Directions for this task
Identify each line in the records below that contains the word "cover", and copy it.

Supplied records
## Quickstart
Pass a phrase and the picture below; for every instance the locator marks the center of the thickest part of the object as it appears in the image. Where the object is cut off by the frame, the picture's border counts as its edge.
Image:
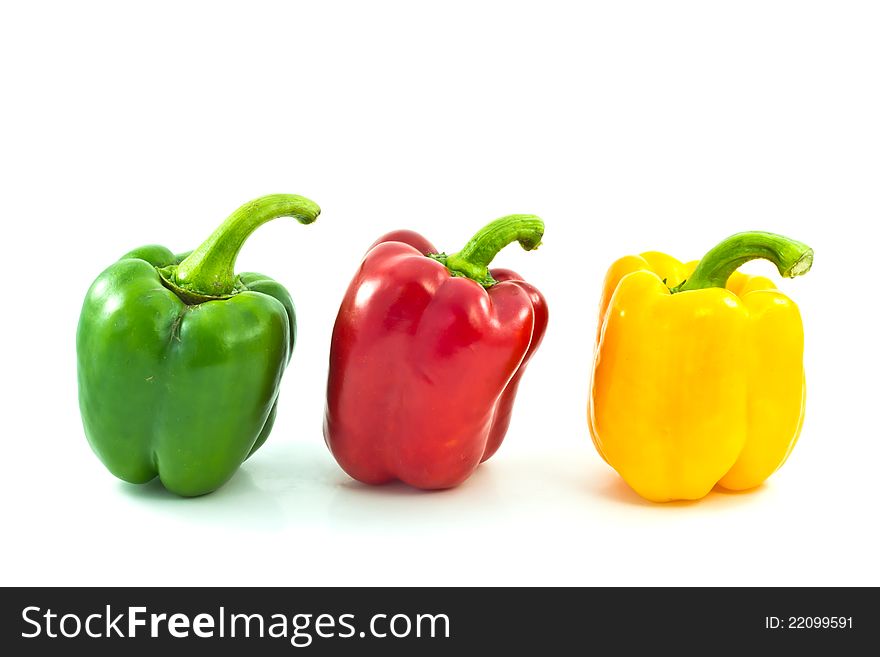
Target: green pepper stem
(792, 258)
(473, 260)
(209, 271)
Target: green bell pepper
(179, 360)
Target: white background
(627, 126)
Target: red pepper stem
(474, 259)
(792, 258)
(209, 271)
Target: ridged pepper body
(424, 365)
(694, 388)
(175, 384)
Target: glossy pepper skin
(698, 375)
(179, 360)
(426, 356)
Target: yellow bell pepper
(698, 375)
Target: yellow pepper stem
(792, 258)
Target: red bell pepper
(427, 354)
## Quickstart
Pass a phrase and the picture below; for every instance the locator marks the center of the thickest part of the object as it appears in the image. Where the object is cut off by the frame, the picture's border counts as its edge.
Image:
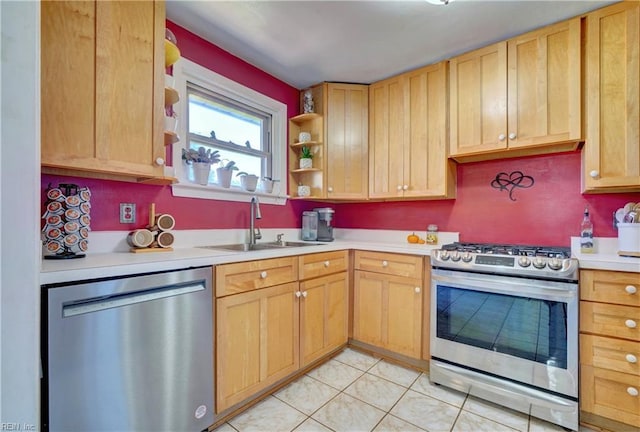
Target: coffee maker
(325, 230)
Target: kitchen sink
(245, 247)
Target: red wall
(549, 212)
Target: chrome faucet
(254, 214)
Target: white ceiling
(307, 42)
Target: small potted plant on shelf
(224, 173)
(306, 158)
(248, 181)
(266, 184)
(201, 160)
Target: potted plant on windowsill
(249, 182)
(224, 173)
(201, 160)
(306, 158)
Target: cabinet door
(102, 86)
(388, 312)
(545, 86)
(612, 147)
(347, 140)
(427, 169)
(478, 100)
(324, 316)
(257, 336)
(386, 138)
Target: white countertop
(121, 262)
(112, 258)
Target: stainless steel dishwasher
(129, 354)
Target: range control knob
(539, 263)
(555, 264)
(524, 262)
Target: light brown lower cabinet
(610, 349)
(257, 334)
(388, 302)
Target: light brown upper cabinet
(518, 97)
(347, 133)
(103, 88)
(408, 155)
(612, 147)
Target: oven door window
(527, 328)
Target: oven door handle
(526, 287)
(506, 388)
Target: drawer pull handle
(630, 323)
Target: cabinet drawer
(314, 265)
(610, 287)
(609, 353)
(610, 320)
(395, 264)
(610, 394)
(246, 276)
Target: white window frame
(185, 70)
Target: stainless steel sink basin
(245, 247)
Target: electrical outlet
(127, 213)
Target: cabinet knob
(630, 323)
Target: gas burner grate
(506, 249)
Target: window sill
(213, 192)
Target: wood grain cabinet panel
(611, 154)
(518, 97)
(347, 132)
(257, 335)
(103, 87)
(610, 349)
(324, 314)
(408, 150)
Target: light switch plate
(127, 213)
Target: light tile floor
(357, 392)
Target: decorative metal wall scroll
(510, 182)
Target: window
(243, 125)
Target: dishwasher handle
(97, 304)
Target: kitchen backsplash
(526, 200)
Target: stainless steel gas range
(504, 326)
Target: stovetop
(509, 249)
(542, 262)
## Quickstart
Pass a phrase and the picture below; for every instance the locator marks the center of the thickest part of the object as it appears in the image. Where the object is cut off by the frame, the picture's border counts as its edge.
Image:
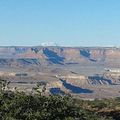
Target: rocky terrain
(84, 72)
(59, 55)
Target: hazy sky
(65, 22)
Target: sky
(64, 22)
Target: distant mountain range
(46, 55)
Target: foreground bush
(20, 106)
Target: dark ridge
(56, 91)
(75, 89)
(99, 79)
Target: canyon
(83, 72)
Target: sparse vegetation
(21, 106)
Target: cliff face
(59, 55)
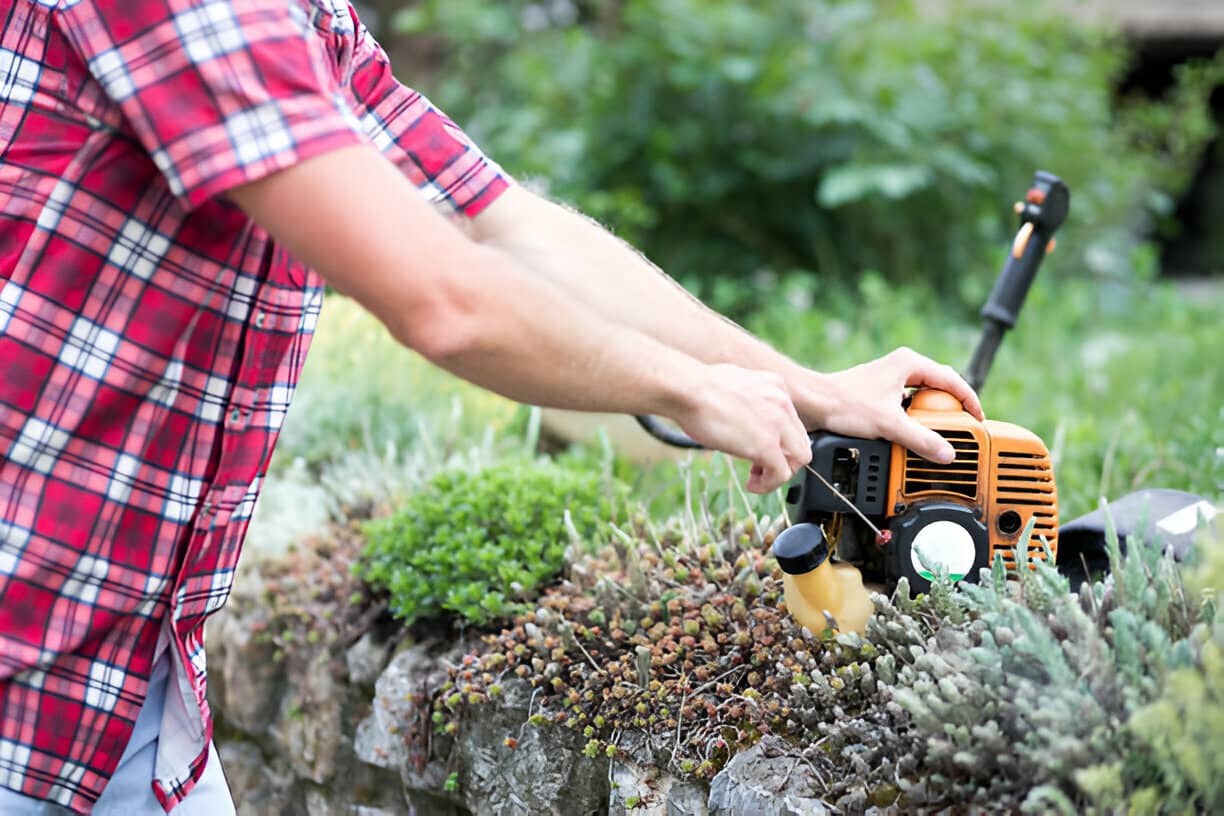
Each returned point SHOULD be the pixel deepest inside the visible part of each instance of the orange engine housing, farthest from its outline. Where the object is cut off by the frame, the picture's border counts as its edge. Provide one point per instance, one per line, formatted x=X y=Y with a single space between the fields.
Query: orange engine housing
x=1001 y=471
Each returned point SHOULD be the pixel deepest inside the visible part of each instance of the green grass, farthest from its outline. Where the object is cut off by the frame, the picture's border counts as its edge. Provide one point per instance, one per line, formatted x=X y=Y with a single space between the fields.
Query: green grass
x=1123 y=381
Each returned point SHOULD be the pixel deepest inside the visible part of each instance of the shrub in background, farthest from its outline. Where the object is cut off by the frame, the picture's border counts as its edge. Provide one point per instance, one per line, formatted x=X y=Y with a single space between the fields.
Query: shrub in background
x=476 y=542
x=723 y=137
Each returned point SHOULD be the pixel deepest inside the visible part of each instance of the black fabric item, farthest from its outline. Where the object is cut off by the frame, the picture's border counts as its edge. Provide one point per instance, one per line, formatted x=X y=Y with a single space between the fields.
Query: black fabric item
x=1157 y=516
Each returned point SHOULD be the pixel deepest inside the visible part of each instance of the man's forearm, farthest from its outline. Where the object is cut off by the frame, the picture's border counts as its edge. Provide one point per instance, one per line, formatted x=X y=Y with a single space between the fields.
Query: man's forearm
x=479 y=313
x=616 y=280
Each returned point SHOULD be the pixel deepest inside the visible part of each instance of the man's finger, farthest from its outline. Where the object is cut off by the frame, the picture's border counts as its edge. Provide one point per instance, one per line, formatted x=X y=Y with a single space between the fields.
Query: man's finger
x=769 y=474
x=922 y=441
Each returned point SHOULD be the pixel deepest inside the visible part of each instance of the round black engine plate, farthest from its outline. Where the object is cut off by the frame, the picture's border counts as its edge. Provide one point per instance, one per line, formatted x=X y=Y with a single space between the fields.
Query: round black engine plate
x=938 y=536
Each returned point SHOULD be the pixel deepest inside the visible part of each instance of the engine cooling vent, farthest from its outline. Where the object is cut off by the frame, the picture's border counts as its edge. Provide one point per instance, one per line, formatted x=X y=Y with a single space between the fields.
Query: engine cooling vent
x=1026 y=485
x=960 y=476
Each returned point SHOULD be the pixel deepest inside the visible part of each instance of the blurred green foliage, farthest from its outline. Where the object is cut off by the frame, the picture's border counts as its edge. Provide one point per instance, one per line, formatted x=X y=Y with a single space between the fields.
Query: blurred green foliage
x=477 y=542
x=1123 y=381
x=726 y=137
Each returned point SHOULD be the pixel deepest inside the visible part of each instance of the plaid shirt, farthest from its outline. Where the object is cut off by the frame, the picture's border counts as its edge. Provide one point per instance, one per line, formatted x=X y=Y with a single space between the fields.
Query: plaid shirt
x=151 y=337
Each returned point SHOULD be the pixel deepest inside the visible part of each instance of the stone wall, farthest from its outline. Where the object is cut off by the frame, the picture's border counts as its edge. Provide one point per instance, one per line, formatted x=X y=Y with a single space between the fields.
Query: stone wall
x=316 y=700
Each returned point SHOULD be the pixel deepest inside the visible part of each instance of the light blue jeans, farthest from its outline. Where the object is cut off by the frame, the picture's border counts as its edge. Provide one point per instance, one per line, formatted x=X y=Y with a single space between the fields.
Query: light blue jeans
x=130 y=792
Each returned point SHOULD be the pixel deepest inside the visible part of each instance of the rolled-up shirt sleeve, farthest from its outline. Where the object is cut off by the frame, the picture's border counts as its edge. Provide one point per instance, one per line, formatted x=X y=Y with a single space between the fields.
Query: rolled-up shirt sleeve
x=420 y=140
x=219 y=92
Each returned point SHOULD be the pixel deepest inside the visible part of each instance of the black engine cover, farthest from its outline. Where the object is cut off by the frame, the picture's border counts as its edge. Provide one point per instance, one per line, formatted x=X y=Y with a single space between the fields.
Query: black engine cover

Solved exercise
Each returned point SHOULD be the pixel deepest inside the visible part of each instance of the black engine cover, farthest from its outline. Where the object is cut off by the frame, the picture's border counts as its edge. Provide one point per instance, one per line, formatted x=X y=Y with a single space between the fields.
Query: black engine cover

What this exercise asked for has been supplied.